2.2 Clauses of the SELECT statement: A Basic Example

To demonstrate the basic syntax of a SELECT statement and the conceptual flow of intermediate query results according to logical processing order, let us examine the query example below in Figure 2.1.

Basic Query Example.

Figure 2.1: Basic Query Example.

Dissecting Figure 2.1 in order of logical processing, we see there are five clauses: 1. FROM, 2. WHERE, 3. SELECT, 4. ORDER BY, and 5. TOP. Before delving too deeply into the other language elements, let’s use a plain language description of these clauses and their syntax. SSMS output from the query in Figure 2.1 is shown in Figure 2.2 at the bottom of this page.

  1. FROM clause

    FROM order_med AS ords

    Specifies the table name argument order_med (assumes the database context has been specified as discussed in the section Microsoft SQL Server Management Studio (SSMS): Getting Started).

    AS key word is optional for establishing table alias but is preferred by some since it provides clearer, more literate code. (Note: aliases can also be established using the syntax <alias> = <expression>). User-specified table alias ords is also optional in this example (generally done for subsequent referencing and code readability — this point becomes more important once we progress to multi-table queries).

    If table aliases are not used there would be two other options when specifying columns names:

    1. The entire qualified <table name>.<column name> could be specified. For example, if order_med wasn’t aliased the SELECT columns in Figure 2.1 would have the ords replaced by order_med.
    2. No alias or table name is used when specifying the column. This works for single-table queries since there are no other tables. If there were other tables there would be the possibility of an ambiguous reference error (e.g., if two tables contained the same column name the query would be non-deterministic).

    Data from the order_med table are now available for manipulation and are presented for further processing to the next query phase, the WHERE clause for this example. (Note: for multi-table queries, the next query phase would be the ON/JOIN phases.)

  2. WHERE clause

    WHERE
      ords.ordering_mode_c = 2 AND
      ords.ordering_date BETWEEN '20200501' AND '20200531' AND
      ords.description LIKE 'meropenem%'

    Source rows are presented from the previous query phase result set (FROM clause). Remember, this is the conceptual, not physical flow of data and is not visible to the SQL user. Each row of the available intermediate data thus far is evaluated against each predicate expression from the search condition. Only those rows for which all predicates evaluate to TRUE are presented to the next query phase.

    For Figure 2.1, only rows from order_med with an inpatient ordering mode, an ordering date in May 2020, and an order description that starts with “meropenem” (which could potentially include meropenem-vaborbactam), are presented to the next query phase (SELECT clause).

  3. SELECT clause

    SELECT
      ords.order_med_id AS order_id,
      ords.description AS medication,
      ords.hv_discrete_dose AS ordered_dose,
      ords.hv_discrete_dose * 1000 AS ordered_dose_mg,
      ords.order_inst AS ordered_dttm,
      CAST(ords.order_inst AS DATE) AS ordered_date

    Source rows are presented from the previous query phase result set (WHERE clause). One last reminder, this is the conceptual, not physical flow of data and is not visible to the SQL user.

    Elements from the SELECT clause (the select list) are presented to the next query phase (TOP clause). The select list consists of expressions, which can take many forms, and is discussed in SQL Language Elements: A Basic Example Continued.

====

Instructions:
1. Answer these questions from the SELECT statement section:
(a) In logical processing order, which clause comes third?
(b) What table alias does the query give to order_med?
(c) For a row to reach the next query phase after the WHERE clause, what must all of its predicates evaluate to?
2. Resume the SELECT statement section after its last sentence, in the same tutorial style.
The rows after this point are separate material, unrelated to the SELECT statement section.

[Rows from a data source]
====

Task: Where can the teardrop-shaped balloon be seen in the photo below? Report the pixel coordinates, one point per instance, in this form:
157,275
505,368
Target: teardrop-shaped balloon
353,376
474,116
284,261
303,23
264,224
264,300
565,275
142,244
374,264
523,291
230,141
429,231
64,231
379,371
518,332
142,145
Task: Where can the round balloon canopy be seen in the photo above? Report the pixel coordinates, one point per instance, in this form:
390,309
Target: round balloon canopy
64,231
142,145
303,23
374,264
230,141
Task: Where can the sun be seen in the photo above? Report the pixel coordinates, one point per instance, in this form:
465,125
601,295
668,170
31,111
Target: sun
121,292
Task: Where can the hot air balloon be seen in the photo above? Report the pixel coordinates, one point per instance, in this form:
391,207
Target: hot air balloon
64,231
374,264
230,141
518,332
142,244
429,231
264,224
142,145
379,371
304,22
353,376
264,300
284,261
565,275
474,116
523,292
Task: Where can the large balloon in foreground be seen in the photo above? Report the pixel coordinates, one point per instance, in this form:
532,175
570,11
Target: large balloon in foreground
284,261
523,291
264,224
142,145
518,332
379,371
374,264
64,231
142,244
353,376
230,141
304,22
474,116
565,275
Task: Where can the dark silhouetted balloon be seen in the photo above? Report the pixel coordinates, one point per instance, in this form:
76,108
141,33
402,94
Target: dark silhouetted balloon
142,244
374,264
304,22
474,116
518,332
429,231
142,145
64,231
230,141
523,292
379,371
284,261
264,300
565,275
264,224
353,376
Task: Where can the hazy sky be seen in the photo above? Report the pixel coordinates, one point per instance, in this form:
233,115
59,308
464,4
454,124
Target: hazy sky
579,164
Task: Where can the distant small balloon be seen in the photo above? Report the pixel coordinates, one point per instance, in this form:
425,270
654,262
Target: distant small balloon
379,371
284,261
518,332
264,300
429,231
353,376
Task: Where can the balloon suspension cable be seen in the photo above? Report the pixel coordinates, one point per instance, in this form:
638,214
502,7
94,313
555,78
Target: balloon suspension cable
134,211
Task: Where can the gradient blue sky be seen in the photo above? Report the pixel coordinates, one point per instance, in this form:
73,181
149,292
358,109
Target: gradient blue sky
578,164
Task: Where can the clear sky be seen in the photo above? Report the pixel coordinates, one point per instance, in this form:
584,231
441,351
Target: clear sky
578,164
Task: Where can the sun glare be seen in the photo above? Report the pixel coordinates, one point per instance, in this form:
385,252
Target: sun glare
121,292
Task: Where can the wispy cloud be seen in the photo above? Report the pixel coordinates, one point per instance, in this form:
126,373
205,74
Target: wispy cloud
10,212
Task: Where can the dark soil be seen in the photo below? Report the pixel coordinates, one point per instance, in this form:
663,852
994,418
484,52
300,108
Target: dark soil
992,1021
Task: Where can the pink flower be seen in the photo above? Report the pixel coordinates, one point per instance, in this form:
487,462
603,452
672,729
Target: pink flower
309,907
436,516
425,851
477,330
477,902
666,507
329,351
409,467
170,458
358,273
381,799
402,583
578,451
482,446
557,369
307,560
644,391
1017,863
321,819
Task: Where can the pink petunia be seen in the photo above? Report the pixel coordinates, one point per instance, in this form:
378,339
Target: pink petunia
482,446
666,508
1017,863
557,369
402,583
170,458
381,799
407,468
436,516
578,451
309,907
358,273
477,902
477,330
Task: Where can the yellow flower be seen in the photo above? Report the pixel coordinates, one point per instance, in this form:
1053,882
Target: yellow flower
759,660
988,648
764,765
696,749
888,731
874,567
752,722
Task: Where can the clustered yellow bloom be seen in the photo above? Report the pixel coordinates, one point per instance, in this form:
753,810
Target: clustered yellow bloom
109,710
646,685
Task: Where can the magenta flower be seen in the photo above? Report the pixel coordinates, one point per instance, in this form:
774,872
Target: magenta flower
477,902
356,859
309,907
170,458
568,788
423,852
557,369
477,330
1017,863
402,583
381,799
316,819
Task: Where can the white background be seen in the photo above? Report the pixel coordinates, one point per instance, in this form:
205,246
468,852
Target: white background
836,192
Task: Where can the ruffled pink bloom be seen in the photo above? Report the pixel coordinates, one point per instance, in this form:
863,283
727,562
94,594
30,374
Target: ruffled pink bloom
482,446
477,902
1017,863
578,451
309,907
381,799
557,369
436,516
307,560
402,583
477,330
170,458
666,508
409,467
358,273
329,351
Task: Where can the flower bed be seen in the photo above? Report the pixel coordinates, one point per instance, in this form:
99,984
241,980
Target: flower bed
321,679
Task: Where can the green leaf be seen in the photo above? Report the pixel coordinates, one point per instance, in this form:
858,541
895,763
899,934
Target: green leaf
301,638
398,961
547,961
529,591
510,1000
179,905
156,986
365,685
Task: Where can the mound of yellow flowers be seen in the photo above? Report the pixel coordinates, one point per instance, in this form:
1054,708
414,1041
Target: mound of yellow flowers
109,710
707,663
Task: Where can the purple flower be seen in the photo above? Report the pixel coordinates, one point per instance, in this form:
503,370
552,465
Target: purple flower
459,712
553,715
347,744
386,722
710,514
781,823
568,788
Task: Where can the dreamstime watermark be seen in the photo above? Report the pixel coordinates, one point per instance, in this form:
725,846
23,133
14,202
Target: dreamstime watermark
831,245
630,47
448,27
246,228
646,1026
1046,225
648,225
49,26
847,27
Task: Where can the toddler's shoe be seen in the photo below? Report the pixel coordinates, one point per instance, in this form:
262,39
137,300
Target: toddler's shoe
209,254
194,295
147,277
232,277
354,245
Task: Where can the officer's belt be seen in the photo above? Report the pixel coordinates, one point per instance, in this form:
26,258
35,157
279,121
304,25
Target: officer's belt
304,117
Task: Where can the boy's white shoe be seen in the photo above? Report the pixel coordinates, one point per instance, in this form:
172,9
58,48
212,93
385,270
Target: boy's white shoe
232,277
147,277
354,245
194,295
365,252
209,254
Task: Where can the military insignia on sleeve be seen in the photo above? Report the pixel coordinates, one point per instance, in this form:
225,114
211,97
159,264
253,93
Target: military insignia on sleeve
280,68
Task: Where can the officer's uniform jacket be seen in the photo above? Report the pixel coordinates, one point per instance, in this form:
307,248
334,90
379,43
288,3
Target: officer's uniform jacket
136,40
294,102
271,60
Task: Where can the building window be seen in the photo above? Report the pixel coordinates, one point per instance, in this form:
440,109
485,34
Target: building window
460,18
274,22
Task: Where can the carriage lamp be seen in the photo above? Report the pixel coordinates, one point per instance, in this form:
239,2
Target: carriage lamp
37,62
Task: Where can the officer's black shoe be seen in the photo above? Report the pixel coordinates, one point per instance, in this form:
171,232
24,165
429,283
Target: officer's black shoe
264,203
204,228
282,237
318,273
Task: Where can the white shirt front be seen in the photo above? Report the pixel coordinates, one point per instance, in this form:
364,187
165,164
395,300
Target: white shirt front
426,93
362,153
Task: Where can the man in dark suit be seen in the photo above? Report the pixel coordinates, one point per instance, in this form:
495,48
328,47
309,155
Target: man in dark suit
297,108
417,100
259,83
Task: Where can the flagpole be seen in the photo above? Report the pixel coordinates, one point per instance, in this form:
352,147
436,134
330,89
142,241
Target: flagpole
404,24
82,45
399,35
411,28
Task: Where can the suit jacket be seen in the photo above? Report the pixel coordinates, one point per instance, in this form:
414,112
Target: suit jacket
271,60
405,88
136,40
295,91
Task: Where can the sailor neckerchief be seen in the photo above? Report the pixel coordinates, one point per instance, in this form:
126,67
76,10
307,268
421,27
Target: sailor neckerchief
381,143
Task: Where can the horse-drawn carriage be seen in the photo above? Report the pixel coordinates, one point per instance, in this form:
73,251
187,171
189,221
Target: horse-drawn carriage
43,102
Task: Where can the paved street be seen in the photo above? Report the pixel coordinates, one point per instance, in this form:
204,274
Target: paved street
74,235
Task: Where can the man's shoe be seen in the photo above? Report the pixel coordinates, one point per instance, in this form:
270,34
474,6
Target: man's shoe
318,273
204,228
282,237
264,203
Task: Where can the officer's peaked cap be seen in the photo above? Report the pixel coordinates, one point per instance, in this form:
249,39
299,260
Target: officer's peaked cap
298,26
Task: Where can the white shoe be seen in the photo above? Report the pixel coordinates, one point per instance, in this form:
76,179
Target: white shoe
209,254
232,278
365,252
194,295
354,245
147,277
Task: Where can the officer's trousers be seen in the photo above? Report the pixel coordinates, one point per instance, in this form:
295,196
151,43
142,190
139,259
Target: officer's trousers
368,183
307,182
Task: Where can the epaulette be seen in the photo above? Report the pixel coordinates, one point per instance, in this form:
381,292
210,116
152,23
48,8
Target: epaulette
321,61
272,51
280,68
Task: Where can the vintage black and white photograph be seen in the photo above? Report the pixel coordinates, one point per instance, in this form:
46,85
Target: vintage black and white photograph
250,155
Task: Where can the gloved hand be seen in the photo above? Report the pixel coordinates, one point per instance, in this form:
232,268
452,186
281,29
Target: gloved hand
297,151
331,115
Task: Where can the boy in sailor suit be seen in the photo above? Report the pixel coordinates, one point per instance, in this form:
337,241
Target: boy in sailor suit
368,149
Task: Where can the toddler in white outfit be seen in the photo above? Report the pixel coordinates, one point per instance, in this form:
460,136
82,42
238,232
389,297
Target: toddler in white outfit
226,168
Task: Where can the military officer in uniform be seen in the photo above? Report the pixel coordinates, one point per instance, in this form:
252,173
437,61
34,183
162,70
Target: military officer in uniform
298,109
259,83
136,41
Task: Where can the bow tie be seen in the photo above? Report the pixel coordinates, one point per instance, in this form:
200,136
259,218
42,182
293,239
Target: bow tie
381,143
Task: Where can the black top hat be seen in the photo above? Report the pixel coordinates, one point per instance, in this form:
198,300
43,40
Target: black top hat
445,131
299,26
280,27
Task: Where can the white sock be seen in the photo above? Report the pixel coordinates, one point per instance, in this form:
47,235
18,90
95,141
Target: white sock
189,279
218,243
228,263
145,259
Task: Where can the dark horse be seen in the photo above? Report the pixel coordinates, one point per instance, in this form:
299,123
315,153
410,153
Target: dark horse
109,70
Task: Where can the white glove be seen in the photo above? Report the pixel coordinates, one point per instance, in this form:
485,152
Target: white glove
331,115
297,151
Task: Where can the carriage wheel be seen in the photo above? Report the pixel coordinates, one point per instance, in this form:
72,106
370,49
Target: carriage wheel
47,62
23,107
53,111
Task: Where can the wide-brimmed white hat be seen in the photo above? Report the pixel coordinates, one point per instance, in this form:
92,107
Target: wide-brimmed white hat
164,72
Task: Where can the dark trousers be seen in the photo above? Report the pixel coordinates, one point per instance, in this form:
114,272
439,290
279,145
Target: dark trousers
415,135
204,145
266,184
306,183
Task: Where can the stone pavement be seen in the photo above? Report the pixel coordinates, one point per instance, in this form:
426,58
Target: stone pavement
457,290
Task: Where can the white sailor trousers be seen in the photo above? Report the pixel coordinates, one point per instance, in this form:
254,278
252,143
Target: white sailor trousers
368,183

====

Results:
1.
(a) SELECT
(b) ords
(c) TRUE

2.
  4. ORDER BY clause

    ORDER BY ordered_dttm

    Source rows are presented from the previous query phase result set (SELECT clause) and sorted based on the argument(s) (column or column number) specified in the ORDER BY clause. Remember, since column aliases were established in the SELECT phase (i.e., earlier in the logical order), they can be referenced starting in the ORDER BY clause.

    Given the ORDER BY syntax, ords.order_inst, ordered_dttm, or 5 would be equivalent for the query example and result in the query set being sorted by ords.order_inst (in ascending order by default; or descending order if the ORDER BY argument — ordered_dttm in Figure 2.1 — is followed by DESC). The argument 5 is equivalent because it’s the fifth column from our select list.

    This query phase is mostly for display purposes or to limit the return rows (when used in conjunction with the TOP clause, as shown in the next query phase section). Sorted query results are presented to the next query phase (TOP clause).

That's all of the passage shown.